**** Records provided ****

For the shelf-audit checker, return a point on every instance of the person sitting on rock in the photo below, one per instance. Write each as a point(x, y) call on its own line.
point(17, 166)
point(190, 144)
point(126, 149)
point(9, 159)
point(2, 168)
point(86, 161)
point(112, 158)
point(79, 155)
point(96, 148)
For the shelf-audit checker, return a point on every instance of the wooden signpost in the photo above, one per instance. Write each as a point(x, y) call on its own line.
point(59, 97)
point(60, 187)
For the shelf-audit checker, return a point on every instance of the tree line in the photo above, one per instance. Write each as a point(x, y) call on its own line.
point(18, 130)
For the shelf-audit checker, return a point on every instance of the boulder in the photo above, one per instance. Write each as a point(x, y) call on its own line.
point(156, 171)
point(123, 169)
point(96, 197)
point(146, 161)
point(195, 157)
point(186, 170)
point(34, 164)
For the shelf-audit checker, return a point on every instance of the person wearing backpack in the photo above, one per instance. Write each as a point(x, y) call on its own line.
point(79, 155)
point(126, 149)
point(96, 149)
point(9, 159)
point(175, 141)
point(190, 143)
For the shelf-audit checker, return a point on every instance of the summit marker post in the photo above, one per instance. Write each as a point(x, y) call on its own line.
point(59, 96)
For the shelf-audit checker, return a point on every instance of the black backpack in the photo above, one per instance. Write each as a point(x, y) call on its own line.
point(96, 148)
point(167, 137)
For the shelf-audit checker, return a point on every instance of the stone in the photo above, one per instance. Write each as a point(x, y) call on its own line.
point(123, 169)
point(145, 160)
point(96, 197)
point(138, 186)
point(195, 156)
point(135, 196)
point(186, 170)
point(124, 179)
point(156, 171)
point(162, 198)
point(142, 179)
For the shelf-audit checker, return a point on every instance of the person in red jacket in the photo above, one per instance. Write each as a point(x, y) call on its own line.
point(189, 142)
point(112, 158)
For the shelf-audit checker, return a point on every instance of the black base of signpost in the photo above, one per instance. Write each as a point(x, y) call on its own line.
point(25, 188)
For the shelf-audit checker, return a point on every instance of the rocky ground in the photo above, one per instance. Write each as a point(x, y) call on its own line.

****

▸ Exercise instructions
Keeping each line exactly as it is, retype all of the data.

▸ Exercise result
For the shelf-audit checker, return a point on every instance of the person sitting on rock in the photo below, one per instance. Write each as a point(x, y) call on its own line.
point(17, 166)
point(190, 144)
point(126, 149)
point(9, 159)
point(2, 168)
point(86, 161)
point(112, 158)
point(79, 155)
point(96, 148)
For the shelf-audit checker, return a point on every instance of the wooden signpost in the photo above, one per instance. Write each as a point(x, y) call on its own line.
point(59, 97)
point(60, 187)
For the shelf-audit checker, return a point on every instance of the tree line in the photo above, one per instance. Write each as a point(x, y) call on its own line.
point(18, 130)
For the shelf-audit checker, return a point on every instance of the boulder in the photo above, one per instance. Write each as a point(x, y) call on its own line.
point(156, 171)
point(123, 169)
point(96, 197)
point(146, 161)
point(195, 157)
point(186, 170)
point(34, 164)
For the shelf-audit checker, return a point on every instance of the person wearing backpack in the photo above, one per instance. Write each as a point(x, y) call on its own line.
point(79, 155)
point(126, 149)
point(96, 149)
point(9, 159)
point(175, 141)
point(190, 143)
For the shelf-audit checker, return a point on every instance of the summit marker post in the photo above, one per instance. Write each as a point(x, y) call on its own line.
point(59, 96)
For the shelf-audit checker, return a point on every instance of the black backpack in the photo above, one per instance. Write each as a point(x, y) call on its own line.
point(96, 148)
point(167, 137)
For the shelf-audit checker, return a point on every instance of the stone in the photo above, one per instance. Write each as a point(x, y) call on its own line.
point(123, 169)
point(145, 160)
point(96, 197)
point(138, 186)
point(195, 156)
point(135, 196)
point(186, 170)
point(124, 179)
point(156, 171)
point(162, 198)
point(142, 179)
For the shelf-audit checker, return a point on every instance of the person in red jacket in the photo above, one per instance. Write each as a point(x, y) call on its own line.
point(189, 142)
point(112, 158)
For the shelf-audit checker, return a point on every instance of the black base of signpost in the photo above, one per instance. Write each as a point(x, y) call on its own line.
point(25, 188)
For the shelf-audit checker, return a point on every instance of the rocky ground in the photo above, one per instance. Write each as a point(x, y) call on its own line.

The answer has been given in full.